→ PROBLEM TO WORK ON
Take the line containing "Each instance receives one keypoint. Mark the dark" and every line after it in the data below, and print them exactly as given, with nothing else.

→ EXERCISE INPUTS
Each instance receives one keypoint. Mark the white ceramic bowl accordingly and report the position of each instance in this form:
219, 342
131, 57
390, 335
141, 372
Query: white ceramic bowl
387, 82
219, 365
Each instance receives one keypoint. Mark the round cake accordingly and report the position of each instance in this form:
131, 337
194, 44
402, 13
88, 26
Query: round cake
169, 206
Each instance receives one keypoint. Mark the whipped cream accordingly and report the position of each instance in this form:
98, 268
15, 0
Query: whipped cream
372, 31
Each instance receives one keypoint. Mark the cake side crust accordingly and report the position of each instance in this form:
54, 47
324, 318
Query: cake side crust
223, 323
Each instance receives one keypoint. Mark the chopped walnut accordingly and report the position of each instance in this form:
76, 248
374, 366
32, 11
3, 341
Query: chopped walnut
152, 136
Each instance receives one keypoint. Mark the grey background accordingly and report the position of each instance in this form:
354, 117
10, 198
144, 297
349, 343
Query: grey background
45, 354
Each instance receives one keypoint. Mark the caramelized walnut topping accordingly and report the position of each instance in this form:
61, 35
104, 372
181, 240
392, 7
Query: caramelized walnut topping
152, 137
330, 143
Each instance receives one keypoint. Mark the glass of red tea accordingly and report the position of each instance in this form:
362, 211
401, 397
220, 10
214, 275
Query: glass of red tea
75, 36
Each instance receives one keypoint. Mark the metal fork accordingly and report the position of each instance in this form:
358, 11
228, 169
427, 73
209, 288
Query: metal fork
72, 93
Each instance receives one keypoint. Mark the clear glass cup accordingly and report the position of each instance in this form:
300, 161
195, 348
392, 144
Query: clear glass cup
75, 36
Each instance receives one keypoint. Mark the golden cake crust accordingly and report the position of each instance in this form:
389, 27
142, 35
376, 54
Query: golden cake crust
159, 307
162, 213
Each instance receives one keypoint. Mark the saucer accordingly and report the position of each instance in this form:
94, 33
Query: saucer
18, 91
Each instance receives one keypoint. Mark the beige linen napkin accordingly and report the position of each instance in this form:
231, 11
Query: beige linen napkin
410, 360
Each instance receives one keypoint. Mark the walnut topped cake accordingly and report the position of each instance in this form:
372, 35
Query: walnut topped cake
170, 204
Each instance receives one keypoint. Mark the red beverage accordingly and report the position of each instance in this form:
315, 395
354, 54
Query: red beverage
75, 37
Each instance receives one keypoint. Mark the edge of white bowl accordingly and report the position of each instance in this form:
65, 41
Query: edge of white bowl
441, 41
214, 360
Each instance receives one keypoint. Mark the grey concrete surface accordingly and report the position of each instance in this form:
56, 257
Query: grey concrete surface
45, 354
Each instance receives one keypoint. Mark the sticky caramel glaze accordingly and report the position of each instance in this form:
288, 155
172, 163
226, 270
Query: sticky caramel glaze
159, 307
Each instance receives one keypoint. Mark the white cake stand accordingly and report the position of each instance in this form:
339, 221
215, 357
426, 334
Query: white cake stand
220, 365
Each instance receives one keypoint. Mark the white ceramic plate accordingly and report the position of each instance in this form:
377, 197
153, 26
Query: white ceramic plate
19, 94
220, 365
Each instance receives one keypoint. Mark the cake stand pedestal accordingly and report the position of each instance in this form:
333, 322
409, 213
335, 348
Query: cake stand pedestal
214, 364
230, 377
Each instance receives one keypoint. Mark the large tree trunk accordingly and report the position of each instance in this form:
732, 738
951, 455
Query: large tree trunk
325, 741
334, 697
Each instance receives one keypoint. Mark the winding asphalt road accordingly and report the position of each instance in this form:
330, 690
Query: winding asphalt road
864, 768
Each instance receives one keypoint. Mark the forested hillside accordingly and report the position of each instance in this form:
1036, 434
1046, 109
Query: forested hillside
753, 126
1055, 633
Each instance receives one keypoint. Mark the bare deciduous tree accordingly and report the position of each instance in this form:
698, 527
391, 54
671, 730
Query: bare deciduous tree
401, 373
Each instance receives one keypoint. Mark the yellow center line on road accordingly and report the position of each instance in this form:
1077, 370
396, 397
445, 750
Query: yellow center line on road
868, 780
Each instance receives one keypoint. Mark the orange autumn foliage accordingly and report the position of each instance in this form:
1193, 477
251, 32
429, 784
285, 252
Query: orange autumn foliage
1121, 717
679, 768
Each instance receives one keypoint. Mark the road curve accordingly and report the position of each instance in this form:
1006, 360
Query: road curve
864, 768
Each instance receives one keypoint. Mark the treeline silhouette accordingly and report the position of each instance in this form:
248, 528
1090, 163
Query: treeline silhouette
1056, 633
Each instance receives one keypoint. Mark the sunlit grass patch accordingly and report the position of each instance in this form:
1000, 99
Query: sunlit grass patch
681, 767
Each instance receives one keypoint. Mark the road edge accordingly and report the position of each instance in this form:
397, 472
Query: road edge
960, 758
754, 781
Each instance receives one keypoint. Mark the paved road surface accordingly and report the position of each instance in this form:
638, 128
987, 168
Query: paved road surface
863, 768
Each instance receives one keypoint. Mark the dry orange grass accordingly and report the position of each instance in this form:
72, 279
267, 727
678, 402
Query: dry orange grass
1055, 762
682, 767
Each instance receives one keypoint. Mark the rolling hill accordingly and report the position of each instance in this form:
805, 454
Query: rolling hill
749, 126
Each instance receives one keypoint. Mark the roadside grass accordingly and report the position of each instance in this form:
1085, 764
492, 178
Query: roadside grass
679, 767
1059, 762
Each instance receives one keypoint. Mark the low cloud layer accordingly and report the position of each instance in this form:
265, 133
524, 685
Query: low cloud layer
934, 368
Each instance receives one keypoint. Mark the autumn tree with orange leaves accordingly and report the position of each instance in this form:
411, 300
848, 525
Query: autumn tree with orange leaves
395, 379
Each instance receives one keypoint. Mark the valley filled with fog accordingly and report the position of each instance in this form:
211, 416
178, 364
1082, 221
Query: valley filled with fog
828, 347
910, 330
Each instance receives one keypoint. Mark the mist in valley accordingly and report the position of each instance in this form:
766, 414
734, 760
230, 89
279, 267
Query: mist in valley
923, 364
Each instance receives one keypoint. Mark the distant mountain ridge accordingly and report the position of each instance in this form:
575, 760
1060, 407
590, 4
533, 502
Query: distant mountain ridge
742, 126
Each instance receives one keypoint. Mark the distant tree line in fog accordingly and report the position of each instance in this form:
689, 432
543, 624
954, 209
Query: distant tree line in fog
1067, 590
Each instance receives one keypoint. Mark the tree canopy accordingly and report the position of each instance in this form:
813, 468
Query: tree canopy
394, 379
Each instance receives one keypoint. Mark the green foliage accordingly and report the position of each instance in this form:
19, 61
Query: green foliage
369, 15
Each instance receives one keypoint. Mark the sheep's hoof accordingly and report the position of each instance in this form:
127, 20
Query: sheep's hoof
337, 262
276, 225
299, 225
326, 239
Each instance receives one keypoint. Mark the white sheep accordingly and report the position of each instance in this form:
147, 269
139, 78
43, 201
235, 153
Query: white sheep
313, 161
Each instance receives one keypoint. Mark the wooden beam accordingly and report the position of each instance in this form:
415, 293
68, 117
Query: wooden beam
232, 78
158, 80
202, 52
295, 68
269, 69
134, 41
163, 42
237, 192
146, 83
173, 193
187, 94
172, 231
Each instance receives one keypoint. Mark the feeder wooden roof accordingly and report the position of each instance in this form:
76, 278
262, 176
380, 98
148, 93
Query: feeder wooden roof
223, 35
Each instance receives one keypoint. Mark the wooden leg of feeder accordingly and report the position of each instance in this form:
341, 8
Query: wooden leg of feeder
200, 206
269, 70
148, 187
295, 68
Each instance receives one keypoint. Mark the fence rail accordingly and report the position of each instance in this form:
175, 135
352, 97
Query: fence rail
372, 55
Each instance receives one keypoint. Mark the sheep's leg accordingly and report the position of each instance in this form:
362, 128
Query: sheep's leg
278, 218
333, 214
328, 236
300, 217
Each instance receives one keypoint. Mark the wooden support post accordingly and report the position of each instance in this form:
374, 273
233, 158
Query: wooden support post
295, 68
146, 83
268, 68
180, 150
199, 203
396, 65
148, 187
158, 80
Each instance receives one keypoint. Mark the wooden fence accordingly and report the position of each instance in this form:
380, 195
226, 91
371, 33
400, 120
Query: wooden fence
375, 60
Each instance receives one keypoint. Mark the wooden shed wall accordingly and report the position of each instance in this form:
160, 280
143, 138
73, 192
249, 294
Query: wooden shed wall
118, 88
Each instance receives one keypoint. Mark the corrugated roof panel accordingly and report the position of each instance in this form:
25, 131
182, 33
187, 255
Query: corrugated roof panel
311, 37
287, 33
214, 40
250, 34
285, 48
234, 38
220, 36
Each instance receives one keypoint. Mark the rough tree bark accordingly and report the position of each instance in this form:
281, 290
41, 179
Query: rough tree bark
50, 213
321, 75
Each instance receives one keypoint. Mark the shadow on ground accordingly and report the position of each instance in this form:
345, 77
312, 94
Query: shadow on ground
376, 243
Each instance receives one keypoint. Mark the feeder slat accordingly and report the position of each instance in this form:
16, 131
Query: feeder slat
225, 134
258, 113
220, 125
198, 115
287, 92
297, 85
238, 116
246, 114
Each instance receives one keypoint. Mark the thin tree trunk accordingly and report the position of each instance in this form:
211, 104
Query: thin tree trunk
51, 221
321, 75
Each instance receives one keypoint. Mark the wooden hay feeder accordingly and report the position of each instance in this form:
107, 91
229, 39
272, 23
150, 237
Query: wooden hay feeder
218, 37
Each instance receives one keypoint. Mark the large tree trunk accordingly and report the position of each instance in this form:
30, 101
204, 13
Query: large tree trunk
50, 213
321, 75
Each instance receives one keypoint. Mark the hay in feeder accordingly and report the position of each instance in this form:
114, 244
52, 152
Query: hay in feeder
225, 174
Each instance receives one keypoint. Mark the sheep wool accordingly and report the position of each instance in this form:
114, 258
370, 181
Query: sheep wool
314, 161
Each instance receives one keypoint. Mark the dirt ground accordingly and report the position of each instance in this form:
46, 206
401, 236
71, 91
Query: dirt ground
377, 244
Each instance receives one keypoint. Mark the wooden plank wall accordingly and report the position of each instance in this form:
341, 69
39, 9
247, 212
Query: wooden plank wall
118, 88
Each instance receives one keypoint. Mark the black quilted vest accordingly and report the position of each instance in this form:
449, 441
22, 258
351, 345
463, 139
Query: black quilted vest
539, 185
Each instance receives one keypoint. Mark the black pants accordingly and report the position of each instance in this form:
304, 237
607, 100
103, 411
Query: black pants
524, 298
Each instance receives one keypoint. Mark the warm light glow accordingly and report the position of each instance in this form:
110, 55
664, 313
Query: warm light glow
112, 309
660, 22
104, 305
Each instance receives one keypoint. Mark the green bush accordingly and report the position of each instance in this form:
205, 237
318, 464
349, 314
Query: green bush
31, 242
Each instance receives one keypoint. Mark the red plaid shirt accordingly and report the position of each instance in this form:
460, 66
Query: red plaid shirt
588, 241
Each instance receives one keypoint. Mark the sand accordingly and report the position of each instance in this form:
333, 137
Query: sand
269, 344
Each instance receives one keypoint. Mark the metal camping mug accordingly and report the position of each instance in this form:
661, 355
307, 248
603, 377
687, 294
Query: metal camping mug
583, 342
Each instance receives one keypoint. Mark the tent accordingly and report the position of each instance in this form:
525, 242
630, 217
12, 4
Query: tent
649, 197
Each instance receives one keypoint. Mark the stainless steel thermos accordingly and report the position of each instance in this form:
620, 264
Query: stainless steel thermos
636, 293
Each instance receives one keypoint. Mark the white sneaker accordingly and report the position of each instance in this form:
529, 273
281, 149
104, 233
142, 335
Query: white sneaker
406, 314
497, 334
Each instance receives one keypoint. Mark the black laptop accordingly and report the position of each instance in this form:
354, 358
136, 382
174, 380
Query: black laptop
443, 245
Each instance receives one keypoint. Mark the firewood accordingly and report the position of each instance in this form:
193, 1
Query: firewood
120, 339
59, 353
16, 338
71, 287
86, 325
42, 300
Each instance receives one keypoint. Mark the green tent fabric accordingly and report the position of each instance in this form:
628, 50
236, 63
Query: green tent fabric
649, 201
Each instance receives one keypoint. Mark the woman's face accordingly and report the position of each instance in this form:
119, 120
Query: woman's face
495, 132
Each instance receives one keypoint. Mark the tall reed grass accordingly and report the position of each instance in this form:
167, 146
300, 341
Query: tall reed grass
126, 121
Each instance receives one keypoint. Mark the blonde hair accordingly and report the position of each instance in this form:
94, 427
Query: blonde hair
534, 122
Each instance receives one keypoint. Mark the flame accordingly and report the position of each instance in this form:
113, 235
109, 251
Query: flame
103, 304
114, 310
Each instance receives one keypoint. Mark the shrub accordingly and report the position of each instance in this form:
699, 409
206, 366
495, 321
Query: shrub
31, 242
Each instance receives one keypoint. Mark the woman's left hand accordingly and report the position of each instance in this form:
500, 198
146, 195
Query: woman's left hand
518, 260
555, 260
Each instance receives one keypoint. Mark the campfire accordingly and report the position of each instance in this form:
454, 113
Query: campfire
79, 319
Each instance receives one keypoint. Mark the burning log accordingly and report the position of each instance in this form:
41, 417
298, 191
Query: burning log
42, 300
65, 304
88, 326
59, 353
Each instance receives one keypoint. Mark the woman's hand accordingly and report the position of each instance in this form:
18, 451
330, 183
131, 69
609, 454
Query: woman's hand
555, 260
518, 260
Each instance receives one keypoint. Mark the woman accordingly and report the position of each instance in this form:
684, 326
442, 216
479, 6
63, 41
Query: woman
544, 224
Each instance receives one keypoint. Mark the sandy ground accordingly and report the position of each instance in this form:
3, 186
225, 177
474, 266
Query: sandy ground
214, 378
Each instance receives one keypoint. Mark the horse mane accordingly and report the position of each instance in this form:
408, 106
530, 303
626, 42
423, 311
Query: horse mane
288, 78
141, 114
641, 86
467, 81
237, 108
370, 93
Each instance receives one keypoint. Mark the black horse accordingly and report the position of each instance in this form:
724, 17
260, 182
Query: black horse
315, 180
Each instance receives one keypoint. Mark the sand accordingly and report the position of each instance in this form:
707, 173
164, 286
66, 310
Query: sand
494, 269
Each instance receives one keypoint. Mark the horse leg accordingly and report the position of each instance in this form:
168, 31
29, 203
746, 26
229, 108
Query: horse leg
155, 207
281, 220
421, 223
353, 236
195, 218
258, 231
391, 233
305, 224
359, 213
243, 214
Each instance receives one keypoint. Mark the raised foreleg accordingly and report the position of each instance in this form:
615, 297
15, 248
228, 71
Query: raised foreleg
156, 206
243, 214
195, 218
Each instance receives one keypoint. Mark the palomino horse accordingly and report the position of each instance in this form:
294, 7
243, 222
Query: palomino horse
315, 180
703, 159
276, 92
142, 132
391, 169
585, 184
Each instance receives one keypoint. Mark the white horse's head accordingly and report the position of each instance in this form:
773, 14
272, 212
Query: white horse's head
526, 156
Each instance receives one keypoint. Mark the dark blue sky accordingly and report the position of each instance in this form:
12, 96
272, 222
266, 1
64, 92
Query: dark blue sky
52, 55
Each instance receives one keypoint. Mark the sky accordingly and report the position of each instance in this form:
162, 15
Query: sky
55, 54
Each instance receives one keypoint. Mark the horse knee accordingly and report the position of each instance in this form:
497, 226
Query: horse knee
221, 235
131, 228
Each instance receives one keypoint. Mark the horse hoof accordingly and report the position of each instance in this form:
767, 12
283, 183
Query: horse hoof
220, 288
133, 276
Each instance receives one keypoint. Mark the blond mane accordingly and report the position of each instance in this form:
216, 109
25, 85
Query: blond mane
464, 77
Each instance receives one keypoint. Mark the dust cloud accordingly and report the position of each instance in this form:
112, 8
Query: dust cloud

→ TASK RESULT
Each instance receives one keypoint. Mark the dark blue sky accordingly and report the position of each instance in this form:
12, 96
272, 222
266, 1
64, 92
Query: dark blue sky
52, 55
Each instance receives one keypoint. Mark the sky accordingly and report the position of each instance in this form:
162, 15
Query: sky
55, 54
Each instance receives one keypoint. Mark the horse knee accordingly and report the position of each instance in this form:
497, 226
Query: horse knee
221, 235
131, 228
Each instance receives one keypoint. Mark the horse hoof accordingly and report the position of each instance in this form:
767, 12
283, 183
Query: horse hoof
220, 288
133, 276
Each instance receives one keypoint. Mark the blond mane accordingly and report the position of each instance in this form:
216, 109
25, 85
Query: blond mane
464, 77
Each instance receives one keypoint. Mark the dust cloud accordingly and report the position of each instance in this form:
112, 8
Query: dust cloud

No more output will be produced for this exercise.